Description of the task: Can you restate the records below word for word?

--- start Provided entries ---

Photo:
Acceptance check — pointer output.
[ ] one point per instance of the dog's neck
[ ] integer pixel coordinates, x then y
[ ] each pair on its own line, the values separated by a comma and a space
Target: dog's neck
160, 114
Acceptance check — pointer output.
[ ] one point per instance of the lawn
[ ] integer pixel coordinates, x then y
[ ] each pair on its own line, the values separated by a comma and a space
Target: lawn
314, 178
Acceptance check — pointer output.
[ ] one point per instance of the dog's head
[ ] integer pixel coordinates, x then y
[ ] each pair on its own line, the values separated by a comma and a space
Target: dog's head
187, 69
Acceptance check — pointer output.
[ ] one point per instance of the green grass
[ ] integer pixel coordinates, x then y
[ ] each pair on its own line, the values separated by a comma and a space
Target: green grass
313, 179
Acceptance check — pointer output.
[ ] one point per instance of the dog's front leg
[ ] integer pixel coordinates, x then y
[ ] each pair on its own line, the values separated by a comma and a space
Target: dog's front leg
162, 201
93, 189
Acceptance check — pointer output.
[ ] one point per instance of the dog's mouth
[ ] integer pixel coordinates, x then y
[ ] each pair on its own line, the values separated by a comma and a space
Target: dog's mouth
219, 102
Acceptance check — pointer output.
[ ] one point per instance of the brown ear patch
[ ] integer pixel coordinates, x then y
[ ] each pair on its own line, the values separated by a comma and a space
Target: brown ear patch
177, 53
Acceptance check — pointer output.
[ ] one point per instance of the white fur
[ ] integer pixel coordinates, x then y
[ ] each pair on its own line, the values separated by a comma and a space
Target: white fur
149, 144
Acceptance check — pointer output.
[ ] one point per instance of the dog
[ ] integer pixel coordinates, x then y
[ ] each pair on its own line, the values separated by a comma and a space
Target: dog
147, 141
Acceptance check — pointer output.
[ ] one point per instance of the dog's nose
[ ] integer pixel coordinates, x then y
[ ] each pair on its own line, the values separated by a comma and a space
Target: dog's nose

--- end Provided entries ---

In response:
Photo:
Acceptance check — pointer output.
[ ] one point per instance of the dog's neck
[ ] integer pixel coordinates, x then y
[ ] each pair on its own line, the values separated by a comma and a space
Target: dog's neck
160, 114
Acceptance check — pointer output.
[ ] one point per instance of the lawn
[ ] integer pixel coordinates, x then y
[ ] each pair on its own line, the values separated by a comma and a space
Target: lawn
314, 178
Acceptance check — pointer output.
[ ] one point per instance of the dog's head
[ ] integer pixel coordinates, x then y
[ ] each pair on its own line, the values separated by a comma and a space
Target: dog's head
187, 69
Acceptance check — pointer output.
[ ] one point per instance of the green grass
[ ] integer pixel coordinates, x then y
[ ] each pair on its own line, the values separated by a comma and a space
Target: green grass
313, 179
Acceptance check — pointer output.
[ ] one point per instance of the dog's front leg
[ ] integer pixel coordinates, x then y
[ ] each pair on its own line, the values separated by a comma and a space
Target: dog's front leg
162, 201
93, 189
Acceptance check — pointer output.
[ ] one point per instance of the dog's mouth
[ ] integer pixel coordinates, x then y
[ ] each pair on its own line, the values separated by a comma and a space
Target: dog's mouth
219, 102
Acceptance check — pointer output.
[ ] one point per instance of the brown ear patch
[ ] integer pixel coordinates, x then y
[ ] each pair on its own line, the values separated by a comma and a space
Target: brown ear patch
177, 53
Acceptance check — pointer output.
[ ] one point per instance of the white fur
[ ] integer pixel coordinates, x then y
[ ] each pair on its own line, the values separated by a comma and a space
Target: white fur
149, 144
Acceptance check — pointer output.
[ ] one point per instance of the dog
[ ] integer pixel coordinates, x then y
[ ] each pair on its own line, the values separated by a comma and a space
Target: dog
147, 141
Acceptance check — pointer output.
[ ] one point per instance of the dog's nose
[ ] integer pixel coordinates, x then y
[ ] each pair on its own line, the values separated by a comma and a space
Target: dog's nose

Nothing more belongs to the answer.